Pick out every line below that contains the string "door". Case counts.

□ □ □ □

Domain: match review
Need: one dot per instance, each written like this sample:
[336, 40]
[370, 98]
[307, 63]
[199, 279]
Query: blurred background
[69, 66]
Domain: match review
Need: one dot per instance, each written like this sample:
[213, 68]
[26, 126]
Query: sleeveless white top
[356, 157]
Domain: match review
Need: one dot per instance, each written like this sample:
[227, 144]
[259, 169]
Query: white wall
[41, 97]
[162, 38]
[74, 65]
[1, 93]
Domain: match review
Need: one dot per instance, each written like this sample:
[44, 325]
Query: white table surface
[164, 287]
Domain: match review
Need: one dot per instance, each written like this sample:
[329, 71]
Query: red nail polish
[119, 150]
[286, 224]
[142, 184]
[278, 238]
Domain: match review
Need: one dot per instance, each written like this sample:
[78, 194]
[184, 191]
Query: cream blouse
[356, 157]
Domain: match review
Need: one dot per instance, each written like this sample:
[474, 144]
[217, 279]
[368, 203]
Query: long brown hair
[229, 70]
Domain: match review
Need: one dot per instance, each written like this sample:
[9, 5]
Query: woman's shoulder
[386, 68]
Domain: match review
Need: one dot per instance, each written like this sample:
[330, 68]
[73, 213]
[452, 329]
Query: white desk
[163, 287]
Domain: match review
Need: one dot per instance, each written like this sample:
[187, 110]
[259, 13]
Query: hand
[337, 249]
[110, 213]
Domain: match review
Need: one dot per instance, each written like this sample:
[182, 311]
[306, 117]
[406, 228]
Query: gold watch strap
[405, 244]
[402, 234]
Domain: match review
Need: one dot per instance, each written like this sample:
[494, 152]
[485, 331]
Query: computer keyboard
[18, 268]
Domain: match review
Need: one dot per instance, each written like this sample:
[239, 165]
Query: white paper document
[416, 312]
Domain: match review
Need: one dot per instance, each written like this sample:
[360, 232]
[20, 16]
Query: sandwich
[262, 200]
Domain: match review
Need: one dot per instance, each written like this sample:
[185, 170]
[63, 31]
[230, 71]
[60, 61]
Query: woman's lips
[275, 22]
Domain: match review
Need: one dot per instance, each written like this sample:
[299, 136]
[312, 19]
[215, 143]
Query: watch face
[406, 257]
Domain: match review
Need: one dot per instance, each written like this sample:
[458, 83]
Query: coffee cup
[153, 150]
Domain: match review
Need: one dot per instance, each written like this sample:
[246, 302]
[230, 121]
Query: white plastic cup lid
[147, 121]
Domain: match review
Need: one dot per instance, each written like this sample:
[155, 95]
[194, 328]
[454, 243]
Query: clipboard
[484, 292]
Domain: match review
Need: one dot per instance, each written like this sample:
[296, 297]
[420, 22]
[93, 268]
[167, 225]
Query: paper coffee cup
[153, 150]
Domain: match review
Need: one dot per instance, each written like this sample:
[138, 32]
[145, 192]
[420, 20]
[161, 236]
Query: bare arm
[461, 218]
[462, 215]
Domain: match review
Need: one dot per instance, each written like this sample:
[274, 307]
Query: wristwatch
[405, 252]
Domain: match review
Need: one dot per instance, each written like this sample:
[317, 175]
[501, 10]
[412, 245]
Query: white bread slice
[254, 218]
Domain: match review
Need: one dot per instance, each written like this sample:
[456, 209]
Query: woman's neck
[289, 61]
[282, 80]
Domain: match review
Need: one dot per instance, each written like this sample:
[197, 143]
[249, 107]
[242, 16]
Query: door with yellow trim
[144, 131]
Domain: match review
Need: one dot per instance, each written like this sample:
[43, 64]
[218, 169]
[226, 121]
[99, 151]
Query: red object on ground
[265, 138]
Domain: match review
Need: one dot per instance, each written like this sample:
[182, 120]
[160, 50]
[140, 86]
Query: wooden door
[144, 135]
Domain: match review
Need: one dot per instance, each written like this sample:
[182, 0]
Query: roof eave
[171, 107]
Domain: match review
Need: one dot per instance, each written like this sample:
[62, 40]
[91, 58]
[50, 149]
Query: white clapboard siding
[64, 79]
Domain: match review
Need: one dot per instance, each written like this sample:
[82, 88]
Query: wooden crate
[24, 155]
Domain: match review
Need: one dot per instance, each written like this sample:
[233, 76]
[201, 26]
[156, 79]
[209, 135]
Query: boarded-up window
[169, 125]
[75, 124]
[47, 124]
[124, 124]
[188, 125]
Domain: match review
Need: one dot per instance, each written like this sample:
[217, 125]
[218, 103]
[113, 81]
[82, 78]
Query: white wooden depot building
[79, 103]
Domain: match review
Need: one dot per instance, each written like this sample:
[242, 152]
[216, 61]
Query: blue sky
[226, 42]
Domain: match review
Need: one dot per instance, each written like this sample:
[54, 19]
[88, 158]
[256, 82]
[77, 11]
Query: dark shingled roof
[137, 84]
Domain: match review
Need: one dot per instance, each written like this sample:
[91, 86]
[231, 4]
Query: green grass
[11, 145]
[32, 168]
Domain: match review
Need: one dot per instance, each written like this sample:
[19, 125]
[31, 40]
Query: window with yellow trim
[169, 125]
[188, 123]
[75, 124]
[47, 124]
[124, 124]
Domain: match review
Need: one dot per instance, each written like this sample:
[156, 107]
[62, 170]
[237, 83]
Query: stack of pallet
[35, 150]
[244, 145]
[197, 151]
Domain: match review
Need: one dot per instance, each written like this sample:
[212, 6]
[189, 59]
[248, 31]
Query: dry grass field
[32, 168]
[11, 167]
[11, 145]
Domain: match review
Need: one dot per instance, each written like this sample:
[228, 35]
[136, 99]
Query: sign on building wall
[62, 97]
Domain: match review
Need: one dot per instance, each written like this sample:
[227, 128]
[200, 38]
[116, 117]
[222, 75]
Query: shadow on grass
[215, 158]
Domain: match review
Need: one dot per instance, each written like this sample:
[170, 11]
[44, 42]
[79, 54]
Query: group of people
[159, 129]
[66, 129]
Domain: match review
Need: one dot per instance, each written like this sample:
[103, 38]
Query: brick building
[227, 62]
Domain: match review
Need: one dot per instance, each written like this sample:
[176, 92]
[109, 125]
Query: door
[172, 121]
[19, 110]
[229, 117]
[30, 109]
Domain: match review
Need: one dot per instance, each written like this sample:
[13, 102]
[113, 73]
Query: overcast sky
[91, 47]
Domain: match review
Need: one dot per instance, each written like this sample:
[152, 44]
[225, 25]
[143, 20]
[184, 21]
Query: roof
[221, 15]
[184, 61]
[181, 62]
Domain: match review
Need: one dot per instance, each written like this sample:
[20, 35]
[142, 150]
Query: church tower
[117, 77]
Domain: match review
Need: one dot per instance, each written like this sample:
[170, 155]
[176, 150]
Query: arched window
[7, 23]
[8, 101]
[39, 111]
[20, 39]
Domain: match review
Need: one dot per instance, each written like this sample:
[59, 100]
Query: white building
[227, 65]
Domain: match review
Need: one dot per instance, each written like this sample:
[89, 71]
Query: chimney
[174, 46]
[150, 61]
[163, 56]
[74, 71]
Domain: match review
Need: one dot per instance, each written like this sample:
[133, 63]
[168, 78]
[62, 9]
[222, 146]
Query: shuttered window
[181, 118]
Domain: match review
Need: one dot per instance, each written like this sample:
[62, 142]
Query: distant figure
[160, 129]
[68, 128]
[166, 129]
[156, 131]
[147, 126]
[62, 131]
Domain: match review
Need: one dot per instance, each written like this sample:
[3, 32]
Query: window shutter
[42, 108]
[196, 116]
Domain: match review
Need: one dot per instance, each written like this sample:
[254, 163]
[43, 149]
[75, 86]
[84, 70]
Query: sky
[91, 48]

□ □ □ □

> [Task output]
Query: door with yellow trim
Query: wooden door
Query: door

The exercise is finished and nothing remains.